Do this: Update the records below by replacing "supply a box" with "draw a box" wherever it occurs, leaving everything else unchanged.

***** Dataset rows

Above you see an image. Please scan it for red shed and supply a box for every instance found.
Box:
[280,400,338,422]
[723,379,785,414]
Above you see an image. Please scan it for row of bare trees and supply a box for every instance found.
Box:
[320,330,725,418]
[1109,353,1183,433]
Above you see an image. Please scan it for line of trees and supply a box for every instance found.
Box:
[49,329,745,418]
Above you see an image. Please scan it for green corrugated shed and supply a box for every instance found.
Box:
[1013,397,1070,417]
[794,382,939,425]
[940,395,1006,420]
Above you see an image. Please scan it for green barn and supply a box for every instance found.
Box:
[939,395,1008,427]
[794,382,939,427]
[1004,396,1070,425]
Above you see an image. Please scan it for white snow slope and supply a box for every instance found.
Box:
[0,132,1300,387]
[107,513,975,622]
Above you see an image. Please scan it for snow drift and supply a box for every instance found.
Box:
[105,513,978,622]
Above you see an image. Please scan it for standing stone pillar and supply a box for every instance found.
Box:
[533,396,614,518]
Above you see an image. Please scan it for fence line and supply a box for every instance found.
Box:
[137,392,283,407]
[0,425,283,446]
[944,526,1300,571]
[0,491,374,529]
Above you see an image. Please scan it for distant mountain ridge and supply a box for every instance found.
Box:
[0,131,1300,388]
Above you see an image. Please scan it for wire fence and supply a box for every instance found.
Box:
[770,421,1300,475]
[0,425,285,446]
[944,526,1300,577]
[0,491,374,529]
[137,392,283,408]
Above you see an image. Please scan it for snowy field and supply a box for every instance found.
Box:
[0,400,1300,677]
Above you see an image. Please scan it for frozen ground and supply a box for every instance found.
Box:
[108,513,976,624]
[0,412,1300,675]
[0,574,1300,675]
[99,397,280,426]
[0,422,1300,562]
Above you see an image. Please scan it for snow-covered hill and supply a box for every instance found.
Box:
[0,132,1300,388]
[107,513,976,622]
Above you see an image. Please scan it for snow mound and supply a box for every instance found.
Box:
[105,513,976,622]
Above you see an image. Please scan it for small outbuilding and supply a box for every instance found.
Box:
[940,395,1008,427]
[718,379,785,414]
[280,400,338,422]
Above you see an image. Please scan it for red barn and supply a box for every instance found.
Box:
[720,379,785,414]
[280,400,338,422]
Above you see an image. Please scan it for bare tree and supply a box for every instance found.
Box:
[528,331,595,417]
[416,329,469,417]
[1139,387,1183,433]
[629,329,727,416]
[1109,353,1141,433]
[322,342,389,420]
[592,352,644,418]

**********

Response to the exercise:
Above you see an image. Please scan it for red shed and draw a box for every instance found.
Box:
[280,400,338,422]
[723,379,785,414]
Above you see an image. Please scan it for row of bare trees and draw a box for every instance found.
Box:
[320,330,725,418]
[1109,353,1183,433]
Above you see an image. Please scan it for line of trees and draw a box for every instance found.
Box:
[49,329,745,418]
Above you see an image. Please scan it for green corrugated shed and draw a box for every instance found.
Box:
[1013,397,1070,417]
[794,382,939,425]
[940,395,1006,420]
Above you see an image. Please scan it for green barn and draw a box for every instance found.
Box:
[939,395,1008,427]
[794,382,939,427]
[1004,396,1070,425]
Above you see an image. Please scan it for white snow slope and draw a box for every instance found.
Box:
[0,132,1300,387]
[107,513,975,622]
Above you see an image. Please scan it for snow drift and draw a box for every instance found.
Box:
[105,513,978,622]
Above you see an image. Please scan it for standing stone pillar and draw a box for every instance found.
Box:
[533,396,614,518]
Above you see an image. Please scan it for fence line and draw a box for every instance found.
Box:
[137,392,283,407]
[0,425,283,446]
[944,526,1300,571]
[0,491,374,529]
Above you see an image. Please scan it for distant mountain ridge and draw a box for every instance found.
Box:
[0,131,1300,388]
Above you see an image. Please scan it for wire fence and draw a box for every instance found.
Box:
[770,421,1300,475]
[0,425,285,446]
[944,526,1300,577]
[0,491,374,529]
[137,392,283,408]
Above you see an image. Please scan it for snowy field and draw a box for every instance found.
Box:
[0,400,1300,677]
Above you see an image. Please scan it for frozen ground and draw a box for every instance found.
Box:
[108,513,976,624]
[0,412,1300,675]
[0,574,1300,675]
[99,397,280,426]
[0,422,1300,562]
Above you see an image. Please scan it for snow-covered hill and draw a box for every instance found.
Box:
[0,132,1300,388]
[107,513,976,622]
Above you see an image. Please scan it for snow mound and draw a box for every instance found.
Box:
[105,513,976,622]
Above you see an image. Please scan it for small outbuilding and draw a box for every instance found.
Box:
[940,395,1008,427]
[718,379,785,414]
[280,400,338,422]
Above you see an image. Please scan it for red barn and draw a box for every instance found.
Box:
[720,379,785,414]
[280,400,338,422]
Above you see an image. Please scan it for bare tree and draw a box for every instance found.
Box:
[528,331,595,417]
[416,329,469,417]
[1139,387,1183,433]
[629,329,727,416]
[1109,353,1141,433]
[322,342,389,420]
[592,352,644,418]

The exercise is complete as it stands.